(Written tasks):
**A)** In the text on the proximity case, write out the passage from "Interestingly, (in line" to "added, at [99])." again, substituting "kindergarten" for "child care centre" throughout.
**B)** Answer these questions about the text on the proximity case:
(i) Which provision makes social effects mandatory for consideration on a planning permit application?
(ii) How far from a common boundary were at least sixteen of the dwellings to be located?
(iii) At which paragraph is the evidence about parents' participation in the workforce cited?

[start Excerpt]

Proximity of Development

A recent VCAT case, Golden Seven Star v Port Phillip[1], involved a unique argument that positioned ‘proximity’ as a key element of ‘social effects’. Social effects are now mandatory for consideration on any planning permit application (s60(1)(f) Planning & Environment Act 1987). The case considered Council’s refusal of a nine-storey mixed use building, with a restaurant on the ground floor and 62 dwellings above. Resident objectors, and an adjoining child care centre, argued that the proposal would reduce the amenity of the area and would have a significant social effect due to its impact on the child care centre. The Tribunal, finding that the proximity of the proposed development to the child care centre was undesirable, focused on three key elements: (i) Separation distance is a reasonable community expectation Responding to an argument that overlooking of the child care facility may facilitate paedophilia, the Tribunal rejected possible behaviour as a relevant social effect. It found that:

‘… the proper approach is to assume that residents would abide by usual social codes or standards of behaviour, and if they transgress, be subject to prosecution under appropriate laws.’ (at [96]).[2]

Interestingly, (in line with Dixon v Burwood Council (2002) 123 LGERA 253), the Tribunal merged notions of amenity (cl. 65) with “social effect” and “reasonable community expectations”, finding that:

‘…a development that comprises nine storeys with at least sixteen dwellings located 0.6 metre from a common boundary provides a potential for overlooking that exceeds reasonable community expectations, and hence would adversely affect the amenity of the child care centre. We think the many windows and balconies would create the perception that observers may be hidden, and observe for extended periods. The separation distances [create] a perception of undue and uncomfortable proximity. We consider that people would reasonably feel the amenity of the child care centre would be compromised by this development.’ (emphasis added, at [99]).

(ii) Failure to meet reasonable expectations constitutes unreasonable adverse impact The Tribunal, again considering amenity (Clause 65), and with reference to Clause 15.01, ‘Built Environment and Heritage, had regard to a reasonable amenity expectation. It found that, where a component of the neighbouring land use was integral to that land use, with no opportunity to use another part of the land for that use, (ie a child care play area), a development that severely impacted that component was insufficiently responsive and therefore constituted an unreasonable adverse impact upon a reasonable amenity expectation. (iii) The social effect must be objective and evidenced The Tribunal heard submissions and lay evidence that:

‘the location of the child care centre assisted [parents’] participation in the workforce, which in turn assists their financial and personal wellbeing. If the child care centre closes in response to the development, they say their wellbeing would be adversely affected.’ (at [111]).

[end Excerpt]
[start Material shown]

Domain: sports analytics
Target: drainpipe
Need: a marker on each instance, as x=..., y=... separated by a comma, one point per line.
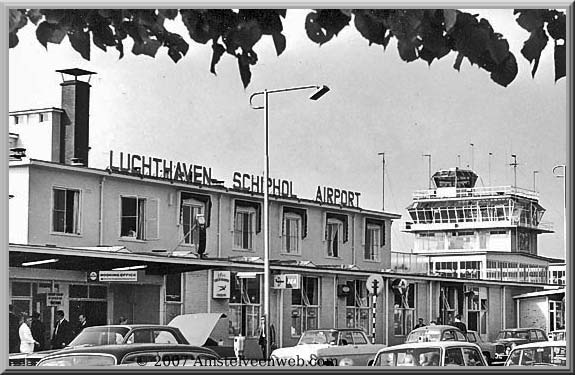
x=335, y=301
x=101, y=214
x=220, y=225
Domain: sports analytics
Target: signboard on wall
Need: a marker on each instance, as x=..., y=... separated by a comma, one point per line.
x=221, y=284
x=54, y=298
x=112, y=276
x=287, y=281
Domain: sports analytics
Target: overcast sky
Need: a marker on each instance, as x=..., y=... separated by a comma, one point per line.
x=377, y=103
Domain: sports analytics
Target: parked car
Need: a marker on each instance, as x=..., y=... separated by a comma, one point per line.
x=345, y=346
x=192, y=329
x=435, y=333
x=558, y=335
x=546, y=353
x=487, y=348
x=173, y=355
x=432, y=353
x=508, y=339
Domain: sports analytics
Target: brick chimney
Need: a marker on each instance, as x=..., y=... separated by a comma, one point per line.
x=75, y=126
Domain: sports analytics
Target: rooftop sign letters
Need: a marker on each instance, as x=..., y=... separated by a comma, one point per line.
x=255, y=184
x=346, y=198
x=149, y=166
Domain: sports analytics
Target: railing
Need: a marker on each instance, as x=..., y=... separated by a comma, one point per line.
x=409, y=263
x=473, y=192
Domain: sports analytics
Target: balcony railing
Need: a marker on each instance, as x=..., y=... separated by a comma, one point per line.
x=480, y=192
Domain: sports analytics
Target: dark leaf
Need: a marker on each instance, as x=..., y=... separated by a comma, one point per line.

[end Material shown]

(Completed exercise):
**A)**
Interestingly, (in line with Dixon v Burwood Council (2002) 123 LGERA 253), the Tribunal merged notions of amenity (cl. 65) with “social effect” and “reasonable community expectations”, finding that:

‘…a development that comprises nine storeys with at least sixteen dwellings located 0.6 metre from a common boundary provides a potential for overlooking that exceeds reasonable community expectations, and hence would adversely affect the amenity of the kindergarten. We think the many windows and balconies would create the perception that observers may be hidden, and observe for extended periods. The separation distances [create] a perception of undue and uncomfortable proximity. We consider that people would reasonably feel the amenity of the kindergarten would be compromised by this development.’ (emphasis added, at [99]).

**B)**
(i) s60(1)(f) of the Planning & Environment Act 1987
(ii) 0.6 metre
(iii) [111]